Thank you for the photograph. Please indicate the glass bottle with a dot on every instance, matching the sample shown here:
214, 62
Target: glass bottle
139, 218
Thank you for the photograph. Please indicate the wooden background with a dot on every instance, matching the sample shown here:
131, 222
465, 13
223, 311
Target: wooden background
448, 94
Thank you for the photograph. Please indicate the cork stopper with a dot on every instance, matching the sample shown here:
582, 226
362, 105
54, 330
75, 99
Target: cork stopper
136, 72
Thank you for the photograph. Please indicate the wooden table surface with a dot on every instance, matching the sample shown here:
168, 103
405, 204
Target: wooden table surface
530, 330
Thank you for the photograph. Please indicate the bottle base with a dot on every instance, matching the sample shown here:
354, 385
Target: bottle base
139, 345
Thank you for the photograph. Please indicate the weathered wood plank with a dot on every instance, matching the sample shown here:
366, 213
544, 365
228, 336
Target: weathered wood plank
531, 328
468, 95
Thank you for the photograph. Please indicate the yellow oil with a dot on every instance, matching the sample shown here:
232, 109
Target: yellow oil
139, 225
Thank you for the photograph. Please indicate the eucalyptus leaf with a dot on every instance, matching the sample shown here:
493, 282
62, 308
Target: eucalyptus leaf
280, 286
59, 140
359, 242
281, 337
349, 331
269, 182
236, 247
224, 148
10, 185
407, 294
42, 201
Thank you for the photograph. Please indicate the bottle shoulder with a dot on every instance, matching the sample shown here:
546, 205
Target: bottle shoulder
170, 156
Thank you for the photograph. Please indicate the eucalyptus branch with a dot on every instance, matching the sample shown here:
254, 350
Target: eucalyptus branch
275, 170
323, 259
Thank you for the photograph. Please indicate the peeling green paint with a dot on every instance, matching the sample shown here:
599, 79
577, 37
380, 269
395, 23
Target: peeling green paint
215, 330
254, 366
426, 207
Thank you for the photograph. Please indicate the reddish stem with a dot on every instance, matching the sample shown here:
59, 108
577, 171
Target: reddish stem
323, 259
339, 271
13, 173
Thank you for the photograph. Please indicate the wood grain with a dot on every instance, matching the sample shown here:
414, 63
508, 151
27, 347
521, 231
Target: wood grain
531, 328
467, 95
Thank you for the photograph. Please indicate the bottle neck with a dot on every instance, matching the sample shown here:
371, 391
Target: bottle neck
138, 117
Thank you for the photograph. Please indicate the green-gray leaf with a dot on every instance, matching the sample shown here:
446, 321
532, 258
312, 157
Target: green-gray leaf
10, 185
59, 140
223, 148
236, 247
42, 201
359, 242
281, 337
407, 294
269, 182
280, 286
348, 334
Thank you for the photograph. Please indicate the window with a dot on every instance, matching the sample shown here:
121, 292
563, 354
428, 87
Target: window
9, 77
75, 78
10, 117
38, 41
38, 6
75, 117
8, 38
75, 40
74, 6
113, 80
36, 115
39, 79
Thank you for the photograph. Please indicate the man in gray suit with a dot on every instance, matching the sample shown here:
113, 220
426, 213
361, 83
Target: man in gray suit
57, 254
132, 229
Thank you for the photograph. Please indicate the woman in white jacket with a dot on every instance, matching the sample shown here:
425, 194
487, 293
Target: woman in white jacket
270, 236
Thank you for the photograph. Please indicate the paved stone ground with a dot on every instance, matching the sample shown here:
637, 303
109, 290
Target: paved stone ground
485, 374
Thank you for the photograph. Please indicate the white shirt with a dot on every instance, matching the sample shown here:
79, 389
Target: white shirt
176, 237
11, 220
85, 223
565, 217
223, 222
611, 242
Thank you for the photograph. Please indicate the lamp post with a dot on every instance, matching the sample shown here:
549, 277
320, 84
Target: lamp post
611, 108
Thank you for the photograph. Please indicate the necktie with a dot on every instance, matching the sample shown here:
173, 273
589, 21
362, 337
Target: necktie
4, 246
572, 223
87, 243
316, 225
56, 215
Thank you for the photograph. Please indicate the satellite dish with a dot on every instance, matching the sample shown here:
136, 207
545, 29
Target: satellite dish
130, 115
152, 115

Aim of the task:
Everything from the line with "Thank you for the photograph. Please indicate the window" to the end of the listing above is to be set down exactly, both ends included.

Written answer:
Thank you for the photograph. Please indicate the window with a dot on every instance, matching the sample shown here:
121, 292
563, 354
428, 87
Target: window
9, 77
75, 78
10, 117
38, 41
38, 6
75, 117
8, 38
75, 40
74, 6
113, 80
36, 115
39, 79
Thank you for the photograph. Please indicate the man in gray suit with a dot on every instance, matching the sample shown here:
113, 220
426, 213
361, 83
Target: man in gray suit
57, 254
132, 229
Thank you for the photograph. Please indicate the woman in white jacket with a dot on every instance, matching the sample shown here:
425, 194
487, 293
Target: woman in white jacket
270, 236
Thank you for the photograph. Please indicate the paved stone ground with a dot on every instance, matching the sample shown here:
637, 303
109, 290
Target: paved stone ground
485, 374
Thank you for the photograph. Please indicate the white shirt with a dot on every instance, matching the sample shown here:
79, 389
Target: white shirt
176, 237
11, 220
85, 223
565, 217
223, 222
611, 242
Thank you for the photograph. Please indicate the lamp post with a dot on every instance, matching the sample shown here:
549, 277
320, 84
Target: lamp post
611, 108
Thank you for the photograph. Please indicate the necktie with a dot on every instance, matching the sample shown here:
173, 273
589, 21
362, 337
Target: necktie
4, 246
572, 223
87, 243
316, 225
56, 215
Thank you for the photograph. Please indicate the satellite dish with a dot on every instance, matching the sample shown here:
136, 207
545, 29
Target: satellite dish
130, 115
152, 115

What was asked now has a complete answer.